● About this exercise
Would you give the entries again word for word, with no pictures in the copy?

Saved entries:
○ ○ ○ ○ ○ ○ ○

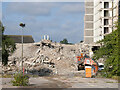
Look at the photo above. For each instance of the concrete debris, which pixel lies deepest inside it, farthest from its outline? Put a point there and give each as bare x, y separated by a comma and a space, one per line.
46, 57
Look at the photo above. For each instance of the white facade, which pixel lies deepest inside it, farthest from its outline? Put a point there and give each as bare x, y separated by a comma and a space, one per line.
105, 15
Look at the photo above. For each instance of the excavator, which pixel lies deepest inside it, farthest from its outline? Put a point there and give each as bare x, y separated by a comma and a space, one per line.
88, 64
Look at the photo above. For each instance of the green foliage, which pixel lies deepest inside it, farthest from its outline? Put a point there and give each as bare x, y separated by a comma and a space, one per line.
20, 80
64, 41
8, 46
110, 52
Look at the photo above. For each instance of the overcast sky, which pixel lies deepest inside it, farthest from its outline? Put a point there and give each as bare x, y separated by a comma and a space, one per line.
58, 20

○ ○ ○ ○ ○ ○ ○

● Solution
Look at the photo above. For each instance of the concrete debris, which pixel lies deepest inside it, farthest from its outline? Put a point there and give each as bare x, y separated by a comma and a space, one per line.
46, 57
Look at the photo above. For each instance of the white facade, which pixel lies deepest inside it, farthest from its outline? Put a point there and give each as bare x, y separated by a comma and a space, one per line.
105, 15
Look at the photo above. For each instance of the excavator, which pixel lies deepest inside it, farthest from its outline? Put a point there and give each as bare x, y separated by a comma and a space, one per line.
88, 64
Look at the photo above. For each instance of the green foliage, which pixel lies deepest inside it, farthest from its outline? Put a point there and give each as bare x, y separated by a comma and a space, one per line.
20, 80
64, 41
8, 46
110, 52
Look at the photo above. For each instance of the overcast sky, which pixel lies deepest inside it, farthest from its outline? Put a point there and give each as bare x, y separated by a comma and a space, one per line.
58, 20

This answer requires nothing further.